▶ ROWS

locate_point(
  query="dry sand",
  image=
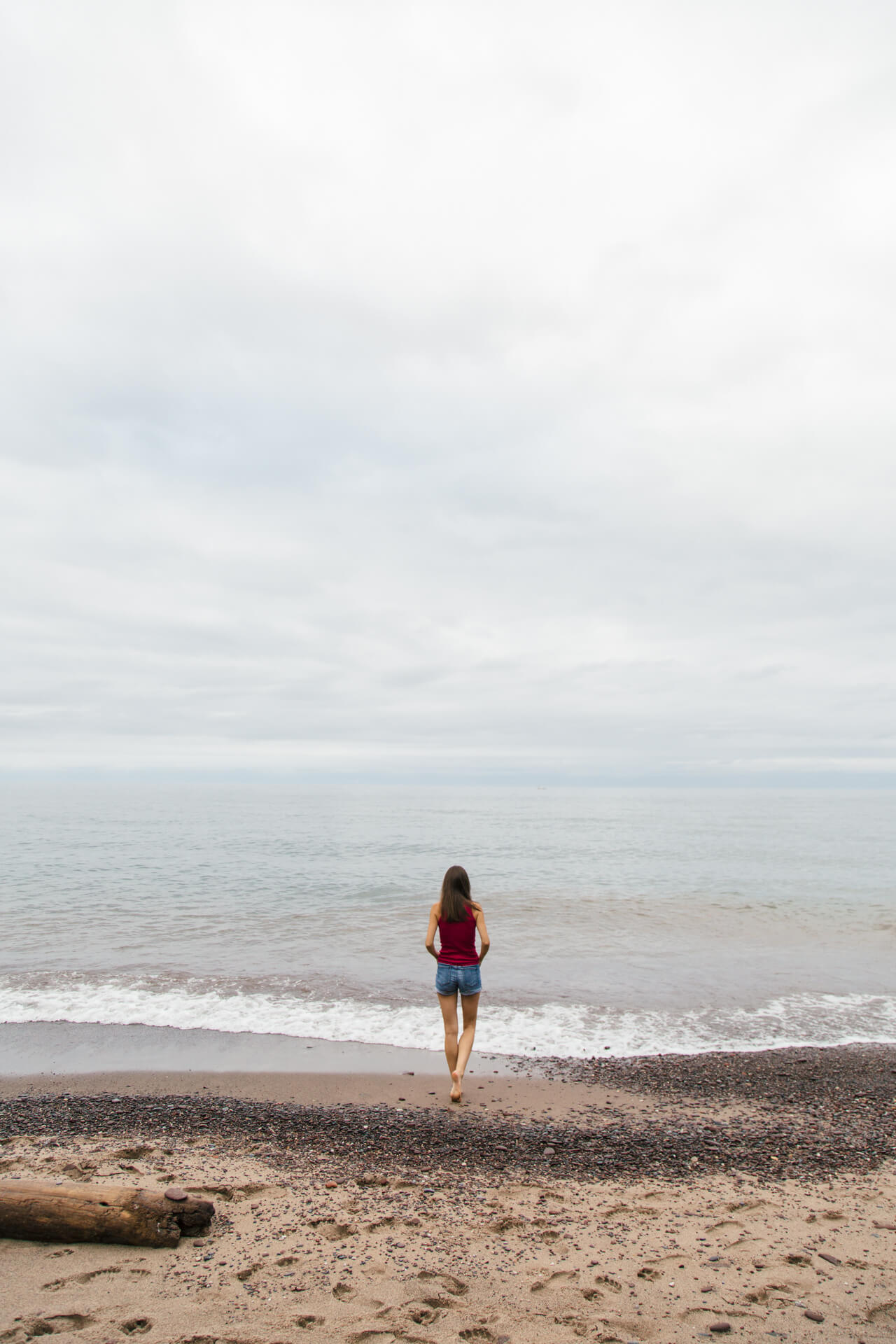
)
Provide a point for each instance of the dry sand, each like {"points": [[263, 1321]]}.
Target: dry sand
{"points": [[311, 1245]]}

▶ PROBLEM DESCRIPTION
Output every line of the items above as a Markdown table with two columns, "No." and "Item line". Skip blank lines and leave out the pictures.

▶ RESULT OF THIS TASK
| No. | Item line |
|---|---|
| 1 | locate_point( |
| 2 |   query="dry sand", |
| 3 |   image= |
| 4 | ) |
| 5 | Provide a point for each instance of the dry sand, each like {"points": [[263, 1321]]}. |
| 6 | Target: dry sand |
| 7 | {"points": [[311, 1245]]} |